[Opening Extracted data section]
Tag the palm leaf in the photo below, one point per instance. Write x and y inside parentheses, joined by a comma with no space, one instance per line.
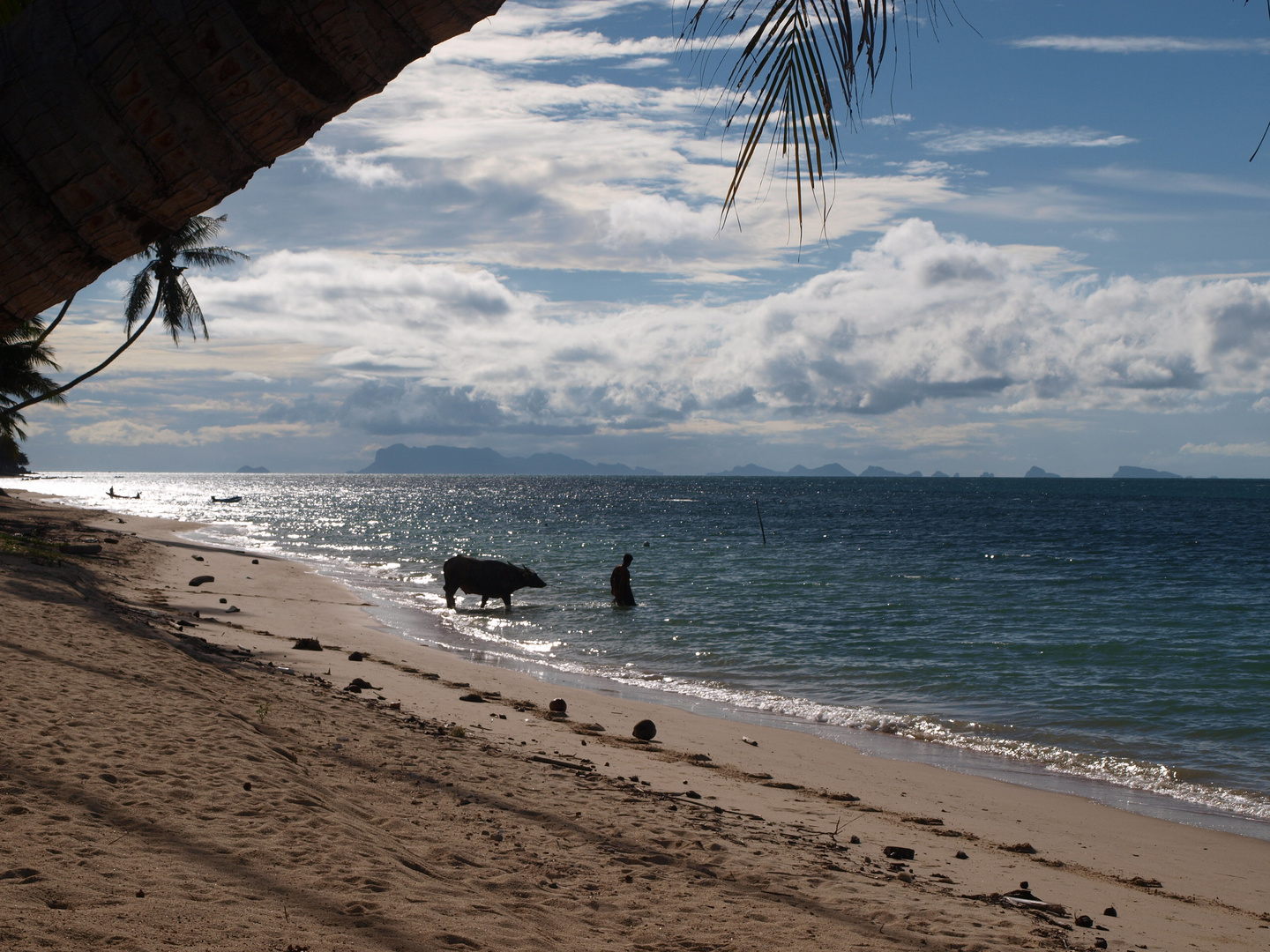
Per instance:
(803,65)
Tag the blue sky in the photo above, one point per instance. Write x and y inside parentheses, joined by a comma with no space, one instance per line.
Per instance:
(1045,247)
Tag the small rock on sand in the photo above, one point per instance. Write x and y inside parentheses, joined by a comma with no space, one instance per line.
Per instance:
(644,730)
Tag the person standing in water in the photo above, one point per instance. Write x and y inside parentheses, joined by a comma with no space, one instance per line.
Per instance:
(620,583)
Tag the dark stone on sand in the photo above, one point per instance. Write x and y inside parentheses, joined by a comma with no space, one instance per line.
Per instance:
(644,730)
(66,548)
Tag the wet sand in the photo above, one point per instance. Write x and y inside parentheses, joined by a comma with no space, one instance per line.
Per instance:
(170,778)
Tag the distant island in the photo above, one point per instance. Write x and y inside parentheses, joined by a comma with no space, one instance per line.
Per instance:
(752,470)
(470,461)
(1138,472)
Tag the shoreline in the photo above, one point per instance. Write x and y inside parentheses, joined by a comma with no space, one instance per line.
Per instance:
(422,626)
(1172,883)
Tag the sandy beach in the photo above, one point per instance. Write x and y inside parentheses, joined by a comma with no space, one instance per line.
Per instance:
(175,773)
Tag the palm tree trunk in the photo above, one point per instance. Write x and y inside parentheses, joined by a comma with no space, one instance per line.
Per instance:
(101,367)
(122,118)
[Closing Extracted data section]
Aim of the task = The answer must be every line from the records above that contains "palm".

Task answer =
Tag the palm leaf in the photo below, one point per instance. Write x and y inside parentheses, joined by a comma with no space, one instance per line.
Tag the palm tree trunk in the photo above, one point per instance. Write x and y inside parentheses, joined by a comma with no space, one instance per line.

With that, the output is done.